• _EXERCISE PROMPT_: Each entry must appear again exactly as it does in the source.

===== RECORD EXTRACTS =====

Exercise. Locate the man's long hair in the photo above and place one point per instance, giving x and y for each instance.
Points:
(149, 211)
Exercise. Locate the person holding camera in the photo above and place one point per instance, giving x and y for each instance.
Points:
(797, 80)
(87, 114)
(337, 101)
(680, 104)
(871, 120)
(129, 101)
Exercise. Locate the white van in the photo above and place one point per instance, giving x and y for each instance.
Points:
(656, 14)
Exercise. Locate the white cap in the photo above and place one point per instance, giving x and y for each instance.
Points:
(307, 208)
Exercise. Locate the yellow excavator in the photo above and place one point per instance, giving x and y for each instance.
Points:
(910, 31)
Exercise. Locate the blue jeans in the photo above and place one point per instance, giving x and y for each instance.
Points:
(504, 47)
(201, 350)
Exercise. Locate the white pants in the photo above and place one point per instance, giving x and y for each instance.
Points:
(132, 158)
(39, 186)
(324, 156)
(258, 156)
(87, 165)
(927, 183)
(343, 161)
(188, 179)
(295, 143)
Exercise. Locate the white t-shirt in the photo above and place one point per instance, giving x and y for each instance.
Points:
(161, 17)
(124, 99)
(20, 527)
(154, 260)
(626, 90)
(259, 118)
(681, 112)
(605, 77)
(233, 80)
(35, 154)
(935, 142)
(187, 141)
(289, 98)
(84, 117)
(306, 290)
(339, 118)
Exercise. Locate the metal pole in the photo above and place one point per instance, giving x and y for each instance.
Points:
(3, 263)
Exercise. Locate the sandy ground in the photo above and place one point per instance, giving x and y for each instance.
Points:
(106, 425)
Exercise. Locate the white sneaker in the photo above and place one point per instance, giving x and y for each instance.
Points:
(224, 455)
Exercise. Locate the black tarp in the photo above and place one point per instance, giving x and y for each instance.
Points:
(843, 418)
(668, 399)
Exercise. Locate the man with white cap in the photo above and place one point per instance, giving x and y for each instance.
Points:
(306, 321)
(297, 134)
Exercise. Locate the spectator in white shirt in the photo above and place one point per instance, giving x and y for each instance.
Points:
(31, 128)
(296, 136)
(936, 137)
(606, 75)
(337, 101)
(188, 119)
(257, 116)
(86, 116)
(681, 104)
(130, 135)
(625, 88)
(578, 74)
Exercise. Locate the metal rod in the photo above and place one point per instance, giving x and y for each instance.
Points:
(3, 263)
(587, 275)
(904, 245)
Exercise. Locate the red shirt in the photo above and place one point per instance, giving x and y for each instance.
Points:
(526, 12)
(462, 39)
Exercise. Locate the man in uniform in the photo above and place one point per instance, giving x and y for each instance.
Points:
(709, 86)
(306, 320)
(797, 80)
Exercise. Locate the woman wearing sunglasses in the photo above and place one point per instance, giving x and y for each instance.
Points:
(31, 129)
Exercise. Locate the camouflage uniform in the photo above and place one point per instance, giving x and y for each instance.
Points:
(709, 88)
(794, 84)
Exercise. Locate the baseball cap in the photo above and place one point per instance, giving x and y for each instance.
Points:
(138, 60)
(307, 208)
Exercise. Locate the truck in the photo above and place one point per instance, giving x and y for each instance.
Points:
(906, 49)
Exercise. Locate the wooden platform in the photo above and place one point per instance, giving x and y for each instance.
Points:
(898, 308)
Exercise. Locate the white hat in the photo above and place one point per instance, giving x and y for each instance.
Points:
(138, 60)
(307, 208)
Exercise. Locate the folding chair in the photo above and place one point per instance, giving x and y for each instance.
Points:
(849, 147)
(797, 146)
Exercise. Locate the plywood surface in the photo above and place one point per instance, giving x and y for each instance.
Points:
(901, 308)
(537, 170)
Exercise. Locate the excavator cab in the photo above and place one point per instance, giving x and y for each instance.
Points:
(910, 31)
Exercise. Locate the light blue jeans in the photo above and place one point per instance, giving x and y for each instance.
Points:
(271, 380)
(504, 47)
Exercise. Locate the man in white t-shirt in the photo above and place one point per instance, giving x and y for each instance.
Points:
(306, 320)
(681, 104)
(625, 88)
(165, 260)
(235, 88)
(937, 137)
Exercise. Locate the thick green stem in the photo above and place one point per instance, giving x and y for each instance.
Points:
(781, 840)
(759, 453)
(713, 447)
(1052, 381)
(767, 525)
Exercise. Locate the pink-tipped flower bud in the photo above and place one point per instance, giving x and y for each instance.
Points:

=====

• _FULL ANSWER_:
Exercise. Locate the man's long hair in the photo above and place one point per instance, giving x and y for each instance.
Points:
(149, 211)
Exercise. Locate the person holding camera in the photo above and place one point per instance, giving x and y for each instance.
Points:
(797, 80)
(87, 114)
(337, 101)
(680, 104)
(871, 120)
(129, 101)
Exercise. Locate the white van in the photo above and place one point per instance, giving x and y for each instance.
Points:
(656, 14)
Exercise. Locate the white cap in the photo above and place one point per instance, giving x and y for each instance.
Points:
(307, 208)
Exercise. Locate the yellow excavator in the photo above and place one point per instance, giving x and y for each instance.
Points:
(910, 31)
Exercise. Locate the blue jeans in the photo above and place one point per instance, giving x and y for each instance.
Points:
(504, 47)
(201, 350)
Exercise. Locate the white pants in the photo above and place one point per instance, giving x and y for each instance.
Points:
(132, 158)
(39, 186)
(324, 156)
(258, 156)
(87, 165)
(927, 183)
(343, 161)
(188, 179)
(295, 143)
Exercise. Locate the white t-shirt in the photo above and place one point per instance, giving x and y for each instance.
Points:
(161, 17)
(124, 99)
(20, 527)
(154, 260)
(626, 90)
(259, 118)
(681, 112)
(605, 77)
(233, 80)
(35, 154)
(935, 142)
(187, 141)
(289, 98)
(84, 117)
(306, 290)
(339, 118)
Exercise. Locate the metal pole in the photo above and place one point per instance, giving x and y for each instance.
Points:
(3, 263)
Exercise. Locate the sandy ground in the photo above and place one point per instance, giving x and y for each instance.
Points:
(106, 425)
Exercise. Locate the white sneaker in the photo above and place one point per instance, giving x and y for each instance.
Points:
(224, 455)
Exercise. Locate the black tarp in the photo above and place one point per instance, giving x and y for each instance.
Points:
(843, 418)
(668, 399)
Exercise. Locate the man with white cap in the photo above and place one point per instance, giving x and y for each instance.
Points:
(306, 321)
(297, 134)
Exercise. Locate the spectator in white shirt in the photo above and place one point per instance, giving x and y for each instance.
Points:
(31, 128)
(296, 136)
(936, 137)
(606, 75)
(337, 101)
(188, 119)
(257, 116)
(86, 116)
(681, 104)
(130, 135)
(625, 88)
(578, 74)
Exercise. Locate the metal rod in the photo above and place one point per instance, giving x and y for each instance.
Points:
(3, 263)
(587, 275)
(904, 245)
Exercise. Locate the red shirt in the photo above and place one point per instance, giving x and y for each instance.
Points:
(526, 12)
(462, 39)
Exercise. Locate the man in uniform in the photo above and place one point per instance, giving x and y for each instance.
Points:
(709, 86)
(306, 320)
(797, 80)
Exercise. Locate the woman wearing sunglasses in the photo above and place one point per instance, giving x and y for each instance.
Points:
(31, 129)
Exercise. Locate the camouflage uniform in the photo above and place one point per instance, giving x and y for each instance.
Points:
(709, 88)
(794, 84)
Exercise. Locate the baseball cap in the photo above and place one point per instance, giving x and y for each instance.
Points:
(138, 60)
(307, 208)
Exercise. Locate the truck in the photo above and place one point per instance, giving x and y for each instance.
Points:
(906, 49)
Exercise. Locate the wooden platform in the photo above and place one point per instance, giving x and y for each instance.
Points:
(898, 308)
Exercise. Locate the white hat in the photo above and place one point per instance, giving x and y for each instance.
Points:
(138, 60)
(307, 208)
Exercise. Locate the folding chair in the photo above and place one point per instance, giving x and y for each instance.
Points:
(849, 147)
(797, 146)
Exercise. Locate the plywood surface in the photo above and place one point per instance, giving x and y for each instance.
Points:
(901, 308)
(537, 170)
Exercise. Locate the excavator cab in the photo above and place one point per instance, giving x and y for each instance.
Points:
(910, 31)
Exercise. Locate the light blue jeans in the photo above and place one point per instance, giving x and y for each instance.
Points:
(271, 380)
(504, 47)
Exercise. Locate the man in white t-shirt in the photo above and place one point per instance, giving x and y for each instance.
Points:
(306, 320)
(681, 104)
(625, 88)
(165, 260)
(235, 88)
(937, 137)
Exercise. Locate the thick green stem in the photo above and place one point per instance, giving x and y for each instance.
Points:
(781, 840)
(759, 453)
(713, 447)
(1052, 381)
(767, 525)
Exercise. Locate the pink-tipped flower bud in the photo above and place one point per instance, giving x and y for each instance.
Points:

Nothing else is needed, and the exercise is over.